# Instructions to follow:
Report how many of the lines below contain the string "every". Output only the number.

------------------------------------

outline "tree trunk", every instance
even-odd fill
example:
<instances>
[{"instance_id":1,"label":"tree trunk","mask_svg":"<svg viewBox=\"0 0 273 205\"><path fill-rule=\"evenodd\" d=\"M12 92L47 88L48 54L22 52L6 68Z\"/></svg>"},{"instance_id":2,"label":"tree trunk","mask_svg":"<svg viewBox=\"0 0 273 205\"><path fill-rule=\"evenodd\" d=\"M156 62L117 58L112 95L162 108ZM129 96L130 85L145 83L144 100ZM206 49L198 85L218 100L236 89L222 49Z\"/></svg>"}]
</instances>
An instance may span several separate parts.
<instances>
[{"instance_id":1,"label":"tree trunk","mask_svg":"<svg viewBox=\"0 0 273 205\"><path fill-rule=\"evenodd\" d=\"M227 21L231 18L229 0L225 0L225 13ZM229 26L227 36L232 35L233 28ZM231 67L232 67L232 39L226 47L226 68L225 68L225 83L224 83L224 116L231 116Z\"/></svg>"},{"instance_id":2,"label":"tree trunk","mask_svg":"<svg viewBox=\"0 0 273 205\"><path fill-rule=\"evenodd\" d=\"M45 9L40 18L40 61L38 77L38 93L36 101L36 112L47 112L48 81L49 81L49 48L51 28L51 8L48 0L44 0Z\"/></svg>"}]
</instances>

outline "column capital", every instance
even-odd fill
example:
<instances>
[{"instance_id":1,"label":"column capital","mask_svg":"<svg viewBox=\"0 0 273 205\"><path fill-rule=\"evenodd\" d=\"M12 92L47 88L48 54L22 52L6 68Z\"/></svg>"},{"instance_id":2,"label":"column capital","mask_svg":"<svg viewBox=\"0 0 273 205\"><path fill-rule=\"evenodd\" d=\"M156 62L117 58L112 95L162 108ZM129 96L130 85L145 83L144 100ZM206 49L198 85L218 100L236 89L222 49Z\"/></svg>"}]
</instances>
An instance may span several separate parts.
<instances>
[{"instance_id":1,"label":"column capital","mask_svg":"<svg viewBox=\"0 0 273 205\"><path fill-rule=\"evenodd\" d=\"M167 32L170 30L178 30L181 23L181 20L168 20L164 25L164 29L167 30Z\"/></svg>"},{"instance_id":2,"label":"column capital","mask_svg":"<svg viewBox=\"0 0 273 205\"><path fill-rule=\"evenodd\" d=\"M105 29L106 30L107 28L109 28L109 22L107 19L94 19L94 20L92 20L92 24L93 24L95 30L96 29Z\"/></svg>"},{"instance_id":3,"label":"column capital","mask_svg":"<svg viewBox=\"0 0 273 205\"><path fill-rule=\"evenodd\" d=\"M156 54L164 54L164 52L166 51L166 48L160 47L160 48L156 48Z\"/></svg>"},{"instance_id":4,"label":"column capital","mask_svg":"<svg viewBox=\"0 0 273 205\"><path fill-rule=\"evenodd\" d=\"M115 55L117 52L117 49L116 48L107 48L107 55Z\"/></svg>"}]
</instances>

------------------------------------

# Answer to this task:
2